Exercise details: Repeat the lines in the stretch from the one containing "Greenhouse-scouting task: tag the man's black" through the one containing "point(512, 4)", renaming "pen holder cup" to "pencil cup" and leaving everything else the same.

(Image location labeling lines)
===

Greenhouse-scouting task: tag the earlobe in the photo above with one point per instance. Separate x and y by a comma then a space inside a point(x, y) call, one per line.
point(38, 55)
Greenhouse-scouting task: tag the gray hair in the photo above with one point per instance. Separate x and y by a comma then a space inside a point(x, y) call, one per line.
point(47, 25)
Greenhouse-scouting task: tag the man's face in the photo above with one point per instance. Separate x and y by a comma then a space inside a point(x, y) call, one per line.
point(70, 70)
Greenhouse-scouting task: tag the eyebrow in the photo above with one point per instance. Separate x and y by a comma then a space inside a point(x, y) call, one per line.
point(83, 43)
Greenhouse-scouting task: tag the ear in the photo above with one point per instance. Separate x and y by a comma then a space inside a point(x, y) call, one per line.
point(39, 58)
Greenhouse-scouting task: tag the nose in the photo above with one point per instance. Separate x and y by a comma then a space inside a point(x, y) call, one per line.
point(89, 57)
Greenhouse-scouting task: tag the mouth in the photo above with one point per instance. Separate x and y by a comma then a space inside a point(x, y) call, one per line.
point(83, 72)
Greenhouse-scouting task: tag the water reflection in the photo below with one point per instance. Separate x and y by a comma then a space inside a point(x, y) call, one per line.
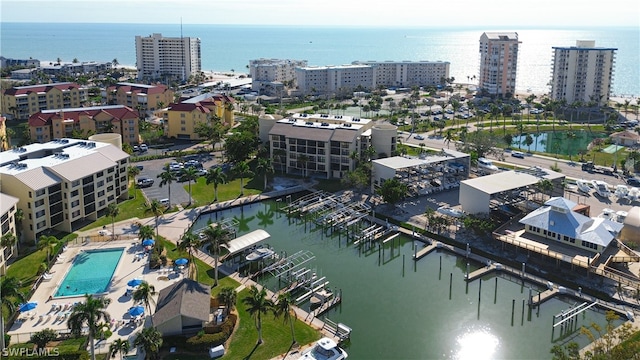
point(476, 344)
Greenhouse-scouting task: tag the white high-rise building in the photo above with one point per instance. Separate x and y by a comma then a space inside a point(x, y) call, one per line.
point(158, 56)
point(582, 73)
point(268, 76)
point(498, 63)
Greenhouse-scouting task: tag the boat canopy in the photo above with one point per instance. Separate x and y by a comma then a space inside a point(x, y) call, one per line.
point(246, 241)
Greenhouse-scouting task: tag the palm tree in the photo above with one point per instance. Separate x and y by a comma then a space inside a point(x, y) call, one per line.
point(47, 242)
point(265, 167)
point(121, 346)
point(214, 237)
point(228, 297)
point(113, 211)
point(216, 177)
point(166, 178)
point(190, 241)
point(11, 295)
point(89, 313)
point(241, 170)
point(156, 208)
point(190, 174)
point(150, 339)
point(284, 308)
point(258, 304)
point(145, 232)
point(144, 293)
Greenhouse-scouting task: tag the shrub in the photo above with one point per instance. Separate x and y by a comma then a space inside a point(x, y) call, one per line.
point(41, 338)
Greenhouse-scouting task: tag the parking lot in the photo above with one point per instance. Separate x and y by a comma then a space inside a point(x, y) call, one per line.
point(152, 168)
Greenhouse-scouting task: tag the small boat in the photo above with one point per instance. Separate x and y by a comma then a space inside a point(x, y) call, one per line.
point(320, 297)
point(602, 188)
point(633, 194)
point(325, 349)
point(621, 191)
point(584, 186)
point(260, 253)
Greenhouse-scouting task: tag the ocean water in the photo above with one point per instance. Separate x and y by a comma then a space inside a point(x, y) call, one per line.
point(226, 47)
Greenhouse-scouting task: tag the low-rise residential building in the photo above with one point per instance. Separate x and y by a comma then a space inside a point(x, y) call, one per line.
point(181, 119)
point(47, 125)
point(268, 76)
point(4, 139)
point(23, 101)
point(141, 97)
point(322, 145)
point(327, 80)
point(557, 221)
point(63, 184)
point(408, 73)
point(8, 230)
point(423, 175)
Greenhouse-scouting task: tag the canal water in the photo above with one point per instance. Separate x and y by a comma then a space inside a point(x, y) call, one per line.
point(401, 310)
point(556, 142)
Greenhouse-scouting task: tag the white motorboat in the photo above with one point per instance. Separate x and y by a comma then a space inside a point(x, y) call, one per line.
point(325, 349)
point(602, 188)
point(260, 253)
point(621, 191)
point(633, 194)
point(584, 186)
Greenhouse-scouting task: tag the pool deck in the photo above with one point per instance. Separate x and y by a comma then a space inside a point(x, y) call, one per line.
point(44, 316)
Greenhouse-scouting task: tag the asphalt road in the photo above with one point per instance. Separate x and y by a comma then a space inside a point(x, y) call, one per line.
point(152, 168)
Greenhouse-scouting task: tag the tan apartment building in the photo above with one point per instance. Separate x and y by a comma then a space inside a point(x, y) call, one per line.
point(147, 98)
point(582, 73)
point(47, 125)
point(321, 144)
point(498, 63)
point(4, 140)
point(63, 184)
point(181, 119)
point(8, 208)
point(23, 101)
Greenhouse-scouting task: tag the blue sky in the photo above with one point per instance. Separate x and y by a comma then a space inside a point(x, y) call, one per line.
point(494, 13)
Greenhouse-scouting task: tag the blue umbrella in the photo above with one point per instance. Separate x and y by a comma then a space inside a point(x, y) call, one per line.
point(28, 306)
point(134, 282)
point(136, 311)
point(181, 261)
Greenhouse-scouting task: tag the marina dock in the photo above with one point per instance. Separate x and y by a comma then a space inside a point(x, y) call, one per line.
point(481, 272)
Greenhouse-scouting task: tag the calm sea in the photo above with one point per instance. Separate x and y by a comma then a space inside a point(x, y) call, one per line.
point(226, 47)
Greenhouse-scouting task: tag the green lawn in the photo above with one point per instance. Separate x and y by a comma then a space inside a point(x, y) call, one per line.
point(134, 207)
point(276, 335)
point(203, 194)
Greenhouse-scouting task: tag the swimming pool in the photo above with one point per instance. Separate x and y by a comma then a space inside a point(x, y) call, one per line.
point(90, 273)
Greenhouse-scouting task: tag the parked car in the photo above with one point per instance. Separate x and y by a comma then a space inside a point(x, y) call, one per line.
point(634, 181)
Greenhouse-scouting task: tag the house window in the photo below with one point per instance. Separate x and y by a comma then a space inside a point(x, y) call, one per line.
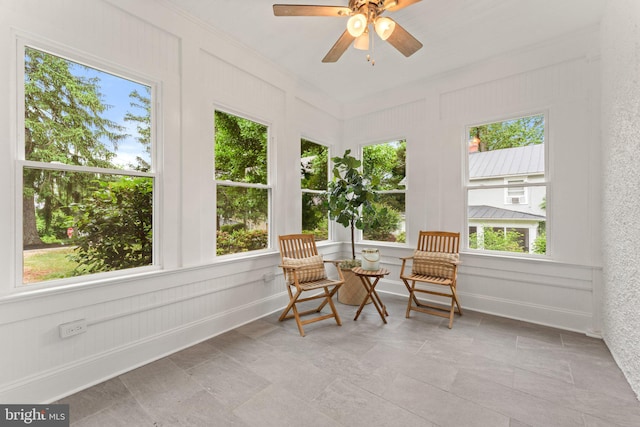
point(387, 163)
point(515, 195)
point(506, 186)
point(87, 172)
point(314, 161)
point(242, 184)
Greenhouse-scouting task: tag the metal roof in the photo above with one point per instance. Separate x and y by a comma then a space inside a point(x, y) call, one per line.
point(491, 212)
point(527, 160)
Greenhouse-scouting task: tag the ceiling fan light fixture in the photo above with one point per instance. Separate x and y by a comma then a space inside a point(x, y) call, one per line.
point(384, 27)
point(362, 42)
point(357, 24)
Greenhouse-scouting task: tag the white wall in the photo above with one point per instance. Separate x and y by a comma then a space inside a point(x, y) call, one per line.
point(560, 78)
point(195, 296)
point(621, 202)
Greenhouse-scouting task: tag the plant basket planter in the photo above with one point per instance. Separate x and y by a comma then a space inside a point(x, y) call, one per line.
point(351, 292)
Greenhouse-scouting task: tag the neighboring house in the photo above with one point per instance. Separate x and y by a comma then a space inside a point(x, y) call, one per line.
point(520, 208)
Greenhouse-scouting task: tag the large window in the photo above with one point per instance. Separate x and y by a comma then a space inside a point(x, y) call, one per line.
point(87, 171)
point(507, 186)
point(242, 190)
point(314, 161)
point(387, 162)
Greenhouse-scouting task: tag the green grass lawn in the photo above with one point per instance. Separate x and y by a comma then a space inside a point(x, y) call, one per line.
point(46, 264)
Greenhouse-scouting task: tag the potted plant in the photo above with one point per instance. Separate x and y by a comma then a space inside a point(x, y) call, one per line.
point(350, 198)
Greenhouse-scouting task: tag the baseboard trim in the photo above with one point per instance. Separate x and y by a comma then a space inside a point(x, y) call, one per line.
point(50, 386)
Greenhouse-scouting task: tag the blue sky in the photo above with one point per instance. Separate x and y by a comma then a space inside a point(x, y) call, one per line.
point(115, 92)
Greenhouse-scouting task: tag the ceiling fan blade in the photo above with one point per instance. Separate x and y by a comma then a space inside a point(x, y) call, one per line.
point(309, 10)
point(399, 4)
point(339, 47)
point(403, 41)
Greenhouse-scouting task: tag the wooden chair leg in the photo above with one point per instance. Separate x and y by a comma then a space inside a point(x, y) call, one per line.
point(453, 303)
point(411, 297)
point(455, 297)
point(329, 299)
point(292, 302)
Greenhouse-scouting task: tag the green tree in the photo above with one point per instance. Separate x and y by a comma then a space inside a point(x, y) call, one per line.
point(388, 220)
point(240, 157)
point(351, 195)
point(509, 133)
point(387, 162)
point(64, 123)
point(540, 244)
point(497, 240)
point(141, 103)
point(314, 176)
point(114, 226)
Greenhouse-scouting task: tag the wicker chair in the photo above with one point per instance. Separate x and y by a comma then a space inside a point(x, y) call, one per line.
point(435, 265)
point(304, 271)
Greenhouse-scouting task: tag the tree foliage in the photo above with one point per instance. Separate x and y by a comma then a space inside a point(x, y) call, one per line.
point(351, 195)
point(240, 157)
point(387, 220)
point(114, 226)
point(64, 123)
point(510, 133)
point(314, 176)
point(387, 162)
point(141, 102)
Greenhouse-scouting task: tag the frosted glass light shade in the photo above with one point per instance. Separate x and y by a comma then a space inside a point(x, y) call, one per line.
point(362, 42)
point(384, 27)
point(357, 24)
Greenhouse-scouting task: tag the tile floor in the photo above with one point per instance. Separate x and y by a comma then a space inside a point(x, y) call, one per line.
point(486, 371)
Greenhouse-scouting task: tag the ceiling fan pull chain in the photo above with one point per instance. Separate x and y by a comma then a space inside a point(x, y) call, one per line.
point(373, 50)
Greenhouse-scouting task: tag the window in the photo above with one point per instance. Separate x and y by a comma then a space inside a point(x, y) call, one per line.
point(314, 166)
point(515, 195)
point(242, 190)
point(387, 162)
point(507, 186)
point(87, 170)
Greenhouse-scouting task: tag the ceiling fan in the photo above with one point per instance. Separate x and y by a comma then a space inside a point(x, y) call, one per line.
point(361, 14)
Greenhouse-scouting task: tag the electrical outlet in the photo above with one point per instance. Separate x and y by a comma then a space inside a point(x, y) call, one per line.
point(73, 328)
point(268, 277)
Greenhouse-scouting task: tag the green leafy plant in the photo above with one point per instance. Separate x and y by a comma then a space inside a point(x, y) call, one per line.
point(351, 195)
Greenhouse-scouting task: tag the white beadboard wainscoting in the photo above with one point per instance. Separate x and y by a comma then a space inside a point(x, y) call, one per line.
point(538, 291)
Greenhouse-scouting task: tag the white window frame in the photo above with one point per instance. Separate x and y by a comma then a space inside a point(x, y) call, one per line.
point(268, 186)
point(470, 185)
point(23, 42)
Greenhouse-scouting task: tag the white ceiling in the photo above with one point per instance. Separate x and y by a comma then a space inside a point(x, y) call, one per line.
point(455, 33)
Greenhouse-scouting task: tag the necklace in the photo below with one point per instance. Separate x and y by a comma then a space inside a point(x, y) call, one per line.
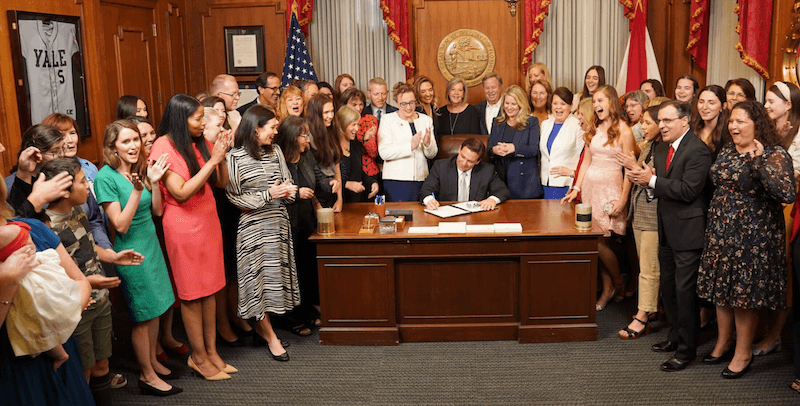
point(452, 123)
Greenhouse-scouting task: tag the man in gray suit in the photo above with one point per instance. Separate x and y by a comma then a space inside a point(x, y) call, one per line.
point(464, 178)
point(490, 108)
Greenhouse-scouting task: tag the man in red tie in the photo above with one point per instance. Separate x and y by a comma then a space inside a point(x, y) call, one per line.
point(681, 168)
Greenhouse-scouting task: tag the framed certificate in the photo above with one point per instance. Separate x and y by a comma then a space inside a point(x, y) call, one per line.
point(244, 50)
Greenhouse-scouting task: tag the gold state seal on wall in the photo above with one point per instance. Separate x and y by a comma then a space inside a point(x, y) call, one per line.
point(468, 54)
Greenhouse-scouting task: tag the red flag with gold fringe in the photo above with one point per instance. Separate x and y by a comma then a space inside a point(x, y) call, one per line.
point(698, 33)
point(395, 14)
point(755, 25)
point(304, 10)
point(535, 13)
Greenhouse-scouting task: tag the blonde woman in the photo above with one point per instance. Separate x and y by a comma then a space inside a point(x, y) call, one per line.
point(458, 116)
point(536, 71)
point(603, 185)
point(514, 146)
point(358, 187)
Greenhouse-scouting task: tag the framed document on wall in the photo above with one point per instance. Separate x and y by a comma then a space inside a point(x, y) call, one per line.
point(244, 50)
point(48, 68)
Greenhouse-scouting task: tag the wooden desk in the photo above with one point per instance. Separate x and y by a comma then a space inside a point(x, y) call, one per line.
point(534, 286)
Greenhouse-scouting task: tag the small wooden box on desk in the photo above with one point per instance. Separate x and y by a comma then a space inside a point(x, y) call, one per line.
point(535, 286)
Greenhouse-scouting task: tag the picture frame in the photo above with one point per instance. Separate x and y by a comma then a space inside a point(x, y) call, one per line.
point(46, 52)
point(244, 50)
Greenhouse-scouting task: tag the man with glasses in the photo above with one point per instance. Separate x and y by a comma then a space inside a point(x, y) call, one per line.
point(682, 162)
point(226, 88)
point(268, 86)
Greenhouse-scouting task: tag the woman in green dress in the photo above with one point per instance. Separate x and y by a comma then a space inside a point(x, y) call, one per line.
point(123, 186)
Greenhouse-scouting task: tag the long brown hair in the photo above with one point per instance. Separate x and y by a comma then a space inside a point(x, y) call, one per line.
point(614, 115)
point(110, 156)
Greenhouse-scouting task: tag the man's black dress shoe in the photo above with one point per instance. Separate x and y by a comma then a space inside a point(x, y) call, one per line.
point(665, 346)
point(674, 364)
point(726, 356)
point(728, 374)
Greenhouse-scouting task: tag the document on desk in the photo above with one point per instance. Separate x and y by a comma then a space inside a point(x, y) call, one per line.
point(456, 209)
point(507, 228)
point(423, 230)
point(452, 228)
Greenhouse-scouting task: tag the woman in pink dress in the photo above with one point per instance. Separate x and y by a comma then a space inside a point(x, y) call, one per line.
point(191, 227)
point(603, 186)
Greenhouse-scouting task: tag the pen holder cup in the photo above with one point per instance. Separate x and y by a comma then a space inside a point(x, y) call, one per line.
point(325, 222)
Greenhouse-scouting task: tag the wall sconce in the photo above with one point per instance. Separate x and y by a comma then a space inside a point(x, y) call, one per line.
point(512, 4)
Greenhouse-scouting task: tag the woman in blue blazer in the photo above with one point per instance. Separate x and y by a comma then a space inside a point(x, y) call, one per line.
point(514, 146)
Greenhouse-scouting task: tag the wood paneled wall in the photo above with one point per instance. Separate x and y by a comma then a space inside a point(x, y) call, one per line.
point(129, 46)
point(121, 54)
point(435, 19)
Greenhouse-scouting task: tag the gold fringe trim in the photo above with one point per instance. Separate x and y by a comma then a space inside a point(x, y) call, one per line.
point(751, 62)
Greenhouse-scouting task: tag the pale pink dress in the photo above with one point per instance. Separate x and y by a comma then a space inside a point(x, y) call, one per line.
point(602, 183)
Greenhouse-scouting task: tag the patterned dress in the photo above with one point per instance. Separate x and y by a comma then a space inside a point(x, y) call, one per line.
point(602, 184)
point(744, 259)
point(264, 251)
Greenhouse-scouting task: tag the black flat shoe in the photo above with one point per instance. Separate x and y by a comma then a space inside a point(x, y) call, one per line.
point(146, 389)
point(726, 356)
point(674, 365)
point(728, 374)
point(171, 376)
point(664, 346)
point(282, 358)
point(238, 343)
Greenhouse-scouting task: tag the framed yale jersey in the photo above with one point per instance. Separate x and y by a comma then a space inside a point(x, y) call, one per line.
point(47, 68)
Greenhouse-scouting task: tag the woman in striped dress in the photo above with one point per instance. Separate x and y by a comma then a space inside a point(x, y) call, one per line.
point(261, 186)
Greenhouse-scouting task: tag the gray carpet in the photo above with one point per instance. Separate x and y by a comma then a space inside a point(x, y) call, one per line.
point(609, 371)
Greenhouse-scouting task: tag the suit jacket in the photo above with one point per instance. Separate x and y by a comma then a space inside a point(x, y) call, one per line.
point(521, 169)
point(369, 110)
point(481, 107)
point(322, 184)
point(443, 181)
point(682, 201)
point(356, 174)
point(566, 150)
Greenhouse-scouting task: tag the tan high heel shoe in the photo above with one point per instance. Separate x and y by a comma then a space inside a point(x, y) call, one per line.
point(220, 376)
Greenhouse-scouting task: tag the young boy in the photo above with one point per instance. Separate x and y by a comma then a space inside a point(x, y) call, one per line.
point(69, 222)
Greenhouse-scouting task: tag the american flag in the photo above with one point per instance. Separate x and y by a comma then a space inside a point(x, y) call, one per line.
point(297, 64)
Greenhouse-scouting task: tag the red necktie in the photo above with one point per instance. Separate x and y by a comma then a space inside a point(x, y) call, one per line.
point(669, 155)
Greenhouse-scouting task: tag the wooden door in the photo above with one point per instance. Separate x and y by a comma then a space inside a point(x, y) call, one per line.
point(435, 19)
point(131, 53)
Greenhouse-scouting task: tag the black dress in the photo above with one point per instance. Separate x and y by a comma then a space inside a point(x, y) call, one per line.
point(352, 170)
point(744, 260)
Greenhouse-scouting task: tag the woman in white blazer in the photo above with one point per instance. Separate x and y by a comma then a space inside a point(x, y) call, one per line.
point(405, 143)
point(560, 146)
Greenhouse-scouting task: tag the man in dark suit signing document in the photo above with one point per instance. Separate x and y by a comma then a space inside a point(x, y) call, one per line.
point(464, 178)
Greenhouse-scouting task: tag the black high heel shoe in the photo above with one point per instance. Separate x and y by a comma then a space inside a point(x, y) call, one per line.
point(146, 389)
point(259, 341)
point(238, 343)
point(282, 358)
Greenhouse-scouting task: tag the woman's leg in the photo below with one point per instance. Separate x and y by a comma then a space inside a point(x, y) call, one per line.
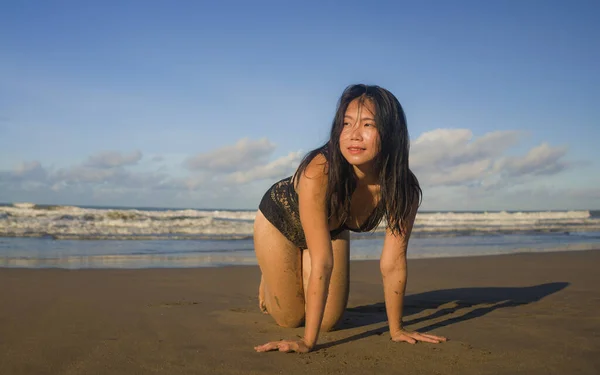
point(339, 286)
point(285, 271)
point(281, 291)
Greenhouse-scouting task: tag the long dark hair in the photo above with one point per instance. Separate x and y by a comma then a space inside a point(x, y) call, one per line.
point(399, 187)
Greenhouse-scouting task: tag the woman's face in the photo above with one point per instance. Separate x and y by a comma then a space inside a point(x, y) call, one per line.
point(359, 140)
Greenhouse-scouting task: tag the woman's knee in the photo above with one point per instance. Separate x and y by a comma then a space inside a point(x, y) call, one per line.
point(330, 321)
point(290, 320)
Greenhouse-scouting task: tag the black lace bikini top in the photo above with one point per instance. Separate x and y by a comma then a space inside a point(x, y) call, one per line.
point(280, 207)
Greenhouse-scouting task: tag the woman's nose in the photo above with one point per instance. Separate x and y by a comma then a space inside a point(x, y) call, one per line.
point(356, 134)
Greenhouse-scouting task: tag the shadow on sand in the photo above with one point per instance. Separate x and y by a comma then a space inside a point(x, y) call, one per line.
point(474, 302)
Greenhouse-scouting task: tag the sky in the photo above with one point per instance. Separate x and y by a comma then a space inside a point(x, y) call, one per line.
point(205, 104)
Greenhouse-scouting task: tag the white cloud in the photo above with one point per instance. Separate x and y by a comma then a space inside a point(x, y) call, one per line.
point(113, 159)
point(279, 168)
point(540, 160)
point(446, 157)
point(246, 153)
point(454, 167)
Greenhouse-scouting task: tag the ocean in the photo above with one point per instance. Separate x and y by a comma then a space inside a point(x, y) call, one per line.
point(73, 237)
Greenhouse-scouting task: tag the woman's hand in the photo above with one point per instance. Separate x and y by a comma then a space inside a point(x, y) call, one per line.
point(286, 346)
point(413, 337)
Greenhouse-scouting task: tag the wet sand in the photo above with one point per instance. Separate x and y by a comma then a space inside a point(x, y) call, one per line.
point(508, 314)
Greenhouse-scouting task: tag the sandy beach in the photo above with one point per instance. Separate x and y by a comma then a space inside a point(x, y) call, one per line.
point(508, 314)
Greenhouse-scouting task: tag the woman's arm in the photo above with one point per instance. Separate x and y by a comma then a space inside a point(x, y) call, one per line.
point(394, 275)
point(312, 190)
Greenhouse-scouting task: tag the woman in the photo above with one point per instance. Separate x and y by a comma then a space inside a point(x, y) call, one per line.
point(301, 238)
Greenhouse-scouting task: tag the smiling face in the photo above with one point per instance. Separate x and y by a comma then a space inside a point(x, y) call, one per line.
point(359, 140)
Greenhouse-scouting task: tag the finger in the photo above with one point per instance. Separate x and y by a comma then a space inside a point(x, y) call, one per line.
point(405, 338)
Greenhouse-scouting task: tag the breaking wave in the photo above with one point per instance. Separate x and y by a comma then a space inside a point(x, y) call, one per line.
point(71, 222)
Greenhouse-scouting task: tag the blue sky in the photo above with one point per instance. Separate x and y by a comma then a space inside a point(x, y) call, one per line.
point(206, 104)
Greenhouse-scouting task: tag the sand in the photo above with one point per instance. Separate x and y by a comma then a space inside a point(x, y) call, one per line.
point(508, 314)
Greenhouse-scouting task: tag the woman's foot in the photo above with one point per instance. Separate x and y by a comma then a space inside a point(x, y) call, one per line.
point(261, 297)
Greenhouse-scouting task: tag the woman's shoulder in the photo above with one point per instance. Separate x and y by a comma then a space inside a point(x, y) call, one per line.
point(314, 174)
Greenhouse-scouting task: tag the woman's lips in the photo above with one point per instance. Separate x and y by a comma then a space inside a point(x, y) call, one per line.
point(355, 150)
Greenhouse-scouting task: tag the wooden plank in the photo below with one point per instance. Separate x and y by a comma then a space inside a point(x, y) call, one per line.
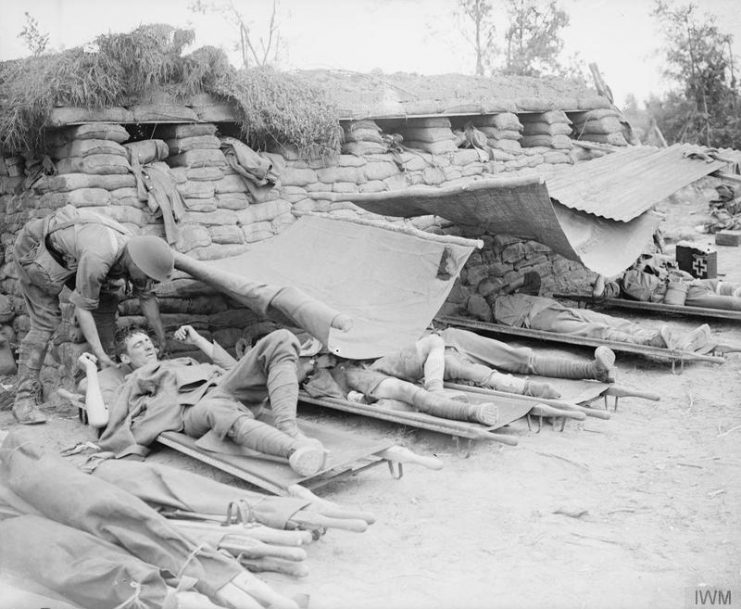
point(656, 307)
point(348, 453)
point(670, 354)
point(474, 431)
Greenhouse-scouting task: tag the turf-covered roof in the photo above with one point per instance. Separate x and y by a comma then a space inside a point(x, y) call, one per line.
point(119, 68)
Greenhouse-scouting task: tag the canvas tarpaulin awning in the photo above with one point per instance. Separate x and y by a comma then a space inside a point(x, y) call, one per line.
point(390, 280)
point(559, 215)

===

Solution to this task:
Greenhouse-scouting task: tag the man's black dress shoe in the photo above with one point per instance. Separate x and y by a comma then a space inside a point(x, y) call, one per line.
point(665, 346)
point(674, 364)
point(726, 356)
point(728, 374)
Greenhouse-scouting task: tag the document on desk in the photo above with one point per instance. Separate x and y by a comma then a space inside a point(x, y) call, one per line.
point(456, 209)
point(507, 228)
point(423, 230)
point(452, 228)
Greenhouse-scouting task: tag the woman in pink dress in the photo above with one point per instance. Separate x and y by a comma then a space inside a point(x, y) call, one per line.
point(191, 227)
point(603, 186)
Greenhouse-scouting task: tag the pencil cup in the photo above with one point per instance. Separate x and y by a comma then a space inside a point(x, y) call, one per line.
point(325, 222)
Greenhouse-scouting task: tag the wall sconce in the photo above with one point per instance. Separate x and y by a comma then a space inside a point(x, y) call, one per line.
point(512, 4)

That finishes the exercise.